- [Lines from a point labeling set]
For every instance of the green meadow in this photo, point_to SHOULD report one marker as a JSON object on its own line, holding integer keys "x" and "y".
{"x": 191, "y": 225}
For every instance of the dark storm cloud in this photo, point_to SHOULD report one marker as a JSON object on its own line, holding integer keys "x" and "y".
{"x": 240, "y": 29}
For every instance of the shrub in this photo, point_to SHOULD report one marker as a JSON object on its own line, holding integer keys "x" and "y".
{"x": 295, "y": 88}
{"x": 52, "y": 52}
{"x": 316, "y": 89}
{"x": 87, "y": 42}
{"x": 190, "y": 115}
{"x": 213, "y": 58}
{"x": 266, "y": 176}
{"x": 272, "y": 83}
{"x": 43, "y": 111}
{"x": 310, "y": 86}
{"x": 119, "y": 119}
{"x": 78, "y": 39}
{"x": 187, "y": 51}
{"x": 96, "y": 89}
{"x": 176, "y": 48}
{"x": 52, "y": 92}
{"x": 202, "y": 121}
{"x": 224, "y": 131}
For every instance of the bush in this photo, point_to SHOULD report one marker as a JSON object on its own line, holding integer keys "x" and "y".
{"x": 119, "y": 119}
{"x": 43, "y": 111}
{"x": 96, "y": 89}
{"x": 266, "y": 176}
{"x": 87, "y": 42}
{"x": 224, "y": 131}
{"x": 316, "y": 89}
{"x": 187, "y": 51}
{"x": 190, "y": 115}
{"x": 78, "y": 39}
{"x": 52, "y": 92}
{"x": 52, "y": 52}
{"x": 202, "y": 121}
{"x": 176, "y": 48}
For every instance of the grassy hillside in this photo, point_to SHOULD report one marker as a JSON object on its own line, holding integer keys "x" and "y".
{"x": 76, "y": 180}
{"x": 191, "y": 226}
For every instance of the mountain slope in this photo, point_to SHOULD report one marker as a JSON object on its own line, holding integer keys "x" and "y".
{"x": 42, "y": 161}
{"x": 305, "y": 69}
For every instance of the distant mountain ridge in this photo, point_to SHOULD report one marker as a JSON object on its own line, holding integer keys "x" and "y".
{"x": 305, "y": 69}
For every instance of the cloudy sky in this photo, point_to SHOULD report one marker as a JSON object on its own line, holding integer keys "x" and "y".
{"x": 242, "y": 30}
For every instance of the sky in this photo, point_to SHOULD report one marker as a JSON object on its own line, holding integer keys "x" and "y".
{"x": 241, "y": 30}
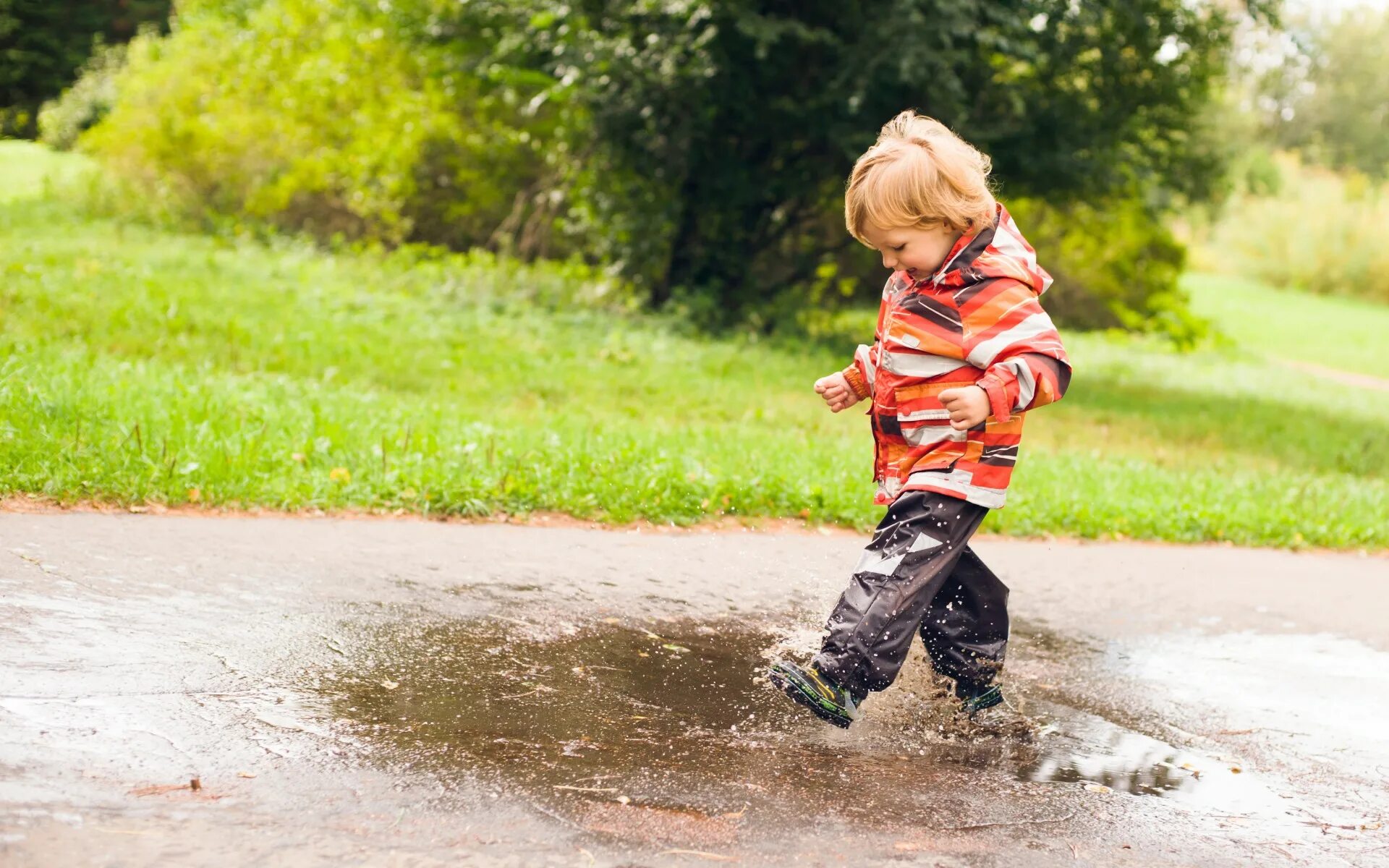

- [The request]
Copy every one of these lines word for word, leaving out the picture.

- [Worked answer]
For every instance of the green meadow in this photo, point_to SHOULD report one marker as a JSON object on its own line, holding integer keys "x" and "y".
{"x": 191, "y": 225}
For every instance of the dark storm cloud in this photo, point_to SHOULD report one marker as a JSON object on its own line, holding integer keys "x" and "y".
{"x": 240, "y": 29}
For every instance of the shrub in this photo, point_to SHOULD report one marker as a JSON object on its own line, holding integer keys "x" and "y".
{"x": 295, "y": 88}
{"x": 52, "y": 52}
{"x": 316, "y": 89}
{"x": 87, "y": 42}
{"x": 190, "y": 115}
{"x": 213, "y": 58}
{"x": 266, "y": 176}
{"x": 272, "y": 83}
{"x": 43, "y": 111}
{"x": 310, "y": 86}
{"x": 119, "y": 119}
{"x": 78, "y": 39}
{"x": 187, "y": 51}
{"x": 96, "y": 89}
{"x": 176, "y": 48}
{"x": 52, "y": 92}
{"x": 202, "y": 121}
{"x": 224, "y": 131}
For every instance of the bush in this photo, point_to SHOULD report one marker as a JSON object on its own line, holding integer keys "x" and "y".
{"x": 119, "y": 119}
{"x": 43, "y": 111}
{"x": 96, "y": 89}
{"x": 266, "y": 176}
{"x": 87, "y": 42}
{"x": 224, "y": 131}
{"x": 316, "y": 89}
{"x": 187, "y": 51}
{"x": 190, "y": 115}
{"x": 78, "y": 39}
{"x": 52, "y": 92}
{"x": 52, "y": 52}
{"x": 202, "y": 121}
{"x": 176, "y": 48}
For every instance of the grassy hillside in this photo, point_to SHOULD report one marker as a JSON object on its own line, holding integer keys "x" and "y".
{"x": 76, "y": 180}
{"x": 191, "y": 226}
For every instance of the mountain slope in this photo, point_to SHOULD report one marker as a JSON object on its own line, holding integer keys "x" and "y".
{"x": 42, "y": 161}
{"x": 305, "y": 69}
For every instance of the distant mountain ridge in this photo, point_to SHOULD report one marker as a JSON object on its own line, holding integer keys "x" and "y".
{"x": 305, "y": 69}
For every instance of the cloudy sky in this photo, point_to SHOULD report one marker as a JSON object on its own line, holding integer keys "x" and "y".
{"x": 242, "y": 30}
For every instance of the sky in this photo, point_to SHOULD report one marker as a JSON object on its own line, holding integer keys "x" and "y".
{"x": 241, "y": 30}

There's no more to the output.